Task objective: Would you transcribe the records word for word, please?

Exercise materials:
┄┄┄┄┄┄┄┄┄┄┄┄┄┄┄┄┄┄┄┄
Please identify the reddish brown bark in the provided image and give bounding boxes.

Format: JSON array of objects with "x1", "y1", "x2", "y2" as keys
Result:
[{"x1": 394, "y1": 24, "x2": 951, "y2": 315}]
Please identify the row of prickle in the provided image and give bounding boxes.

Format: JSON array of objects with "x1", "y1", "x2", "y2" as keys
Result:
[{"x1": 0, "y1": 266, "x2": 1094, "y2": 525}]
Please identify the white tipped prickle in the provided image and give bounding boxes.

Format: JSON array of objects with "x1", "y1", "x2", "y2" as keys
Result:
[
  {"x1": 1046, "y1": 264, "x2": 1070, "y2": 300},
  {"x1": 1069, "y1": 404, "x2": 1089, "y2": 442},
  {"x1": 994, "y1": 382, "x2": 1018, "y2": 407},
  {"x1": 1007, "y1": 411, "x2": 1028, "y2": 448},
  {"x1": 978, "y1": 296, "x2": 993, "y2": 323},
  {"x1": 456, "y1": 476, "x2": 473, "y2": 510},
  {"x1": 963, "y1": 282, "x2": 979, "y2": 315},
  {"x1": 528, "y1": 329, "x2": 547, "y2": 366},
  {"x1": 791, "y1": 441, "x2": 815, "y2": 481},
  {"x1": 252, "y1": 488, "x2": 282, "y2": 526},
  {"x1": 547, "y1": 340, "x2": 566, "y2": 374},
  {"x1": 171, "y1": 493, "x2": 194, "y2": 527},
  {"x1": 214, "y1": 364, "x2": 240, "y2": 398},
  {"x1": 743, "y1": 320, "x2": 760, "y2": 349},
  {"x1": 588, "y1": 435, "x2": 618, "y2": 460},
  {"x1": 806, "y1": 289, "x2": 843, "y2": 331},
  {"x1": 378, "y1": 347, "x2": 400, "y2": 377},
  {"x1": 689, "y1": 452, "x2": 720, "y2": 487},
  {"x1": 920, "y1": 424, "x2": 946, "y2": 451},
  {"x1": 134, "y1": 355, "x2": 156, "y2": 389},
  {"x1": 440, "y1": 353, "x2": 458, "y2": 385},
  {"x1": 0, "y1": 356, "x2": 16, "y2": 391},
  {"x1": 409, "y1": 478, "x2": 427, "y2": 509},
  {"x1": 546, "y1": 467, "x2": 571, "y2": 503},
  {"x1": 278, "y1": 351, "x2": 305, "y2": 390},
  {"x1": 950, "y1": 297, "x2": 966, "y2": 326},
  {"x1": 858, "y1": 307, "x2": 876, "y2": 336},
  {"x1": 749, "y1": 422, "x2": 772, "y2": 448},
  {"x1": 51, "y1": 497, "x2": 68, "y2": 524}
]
┄┄┄┄┄┄┄┄┄┄┄┄┄┄┄┄┄┄┄┄
Reply:
Please identify the reddish brown bark in the provided image and give bounding boxes.

Format: JSON array of objects with "x1", "y1", "x2", "y2" as keys
Result:
[{"x1": 394, "y1": 24, "x2": 951, "y2": 315}]
Please identify the row of prickle in the provided image and give bounding boxes.

Format: JSON array of objects with "x1", "y1", "x2", "y2" as keys
Result:
[{"x1": 0, "y1": 266, "x2": 1094, "y2": 525}]
Please identify the white tipped prickle in the provided image and give bounding boxes.

Format: JSON array of objects with "x1", "y1", "x2", "y2" as keys
Result:
[
  {"x1": 1046, "y1": 264, "x2": 1070, "y2": 300},
  {"x1": 1069, "y1": 404, "x2": 1089, "y2": 442},
  {"x1": 994, "y1": 382, "x2": 1018, "y2": 407},
  {"x1": 1007, "y1": 411, "x2": 1028, "y2": 448},
  {"x1": 978, "y1": 296, "x2": 993, "y2": 323},
  {"x1": 456, "y1": 476, "x2": 473, "y2": 510},
  {"x1": 963, "y1": 282, "x2": 979, "y2": 315},
  {"x1": 528, "y1": 329, "x2": 547, "y2": 366},
  {"x1": 791, "y1": 441, "x2": 815, "y2": 481},
  {"x1": 252, "y1": 488, "x2": 282, "y2": 526},
  {"x1": 547, "y1": 340, "x2": 566, "y2": 374},
  {"x1": 171, "y1": 493, "x2": 194, "y2": 527},
  {"x1": 214, "y1": 364, "x2": 240, "y2": 398},
  {"x1": 743, "y1": 320, "x2": 760, "y2": 349},
  {"x1": 588, "y1": 435, "x2": 618, "y2": 460},
  {"x1": 806, "y1": 289, "x2": 843, "y2": 331},
  {"x1": 378, "y1": 347, "x2": 400, "y2": 377},
  {"x1": 689, "y1": 452, "x2": 720, "y2": 487},
  {"x1": 920, "y1": 424, "x2": 946, "y2": 451},
  {"x1": 134, "y1": 355, "x2": 156, "y2": 389},
  {"x1": 440, "y1": 353, "x2": 458, "y2": 385},
  {"x1": 0, "y1": 356, "x2": 16, "y2": 391},
  {"x1": 409, "y1": 478, "x2": 427, "y2": 509},
  {"x1": 546, "y1": 467, "x2": 571, "y2": 503},
  {"x1": 278, "y1": 351, "x2": 305, "y2": 390},
  {"x1": 950, "y1": 297, "x2": 966, "y2": 326},
  {"x1": 858, "y1": 307, "x2": 876, "y2": 336},
  {"x1": 749, "y1": 422, "x2": 772, "y2": 448},
  {"x1": 51, "y1": 497, "x2": 68, "y2": 524}
]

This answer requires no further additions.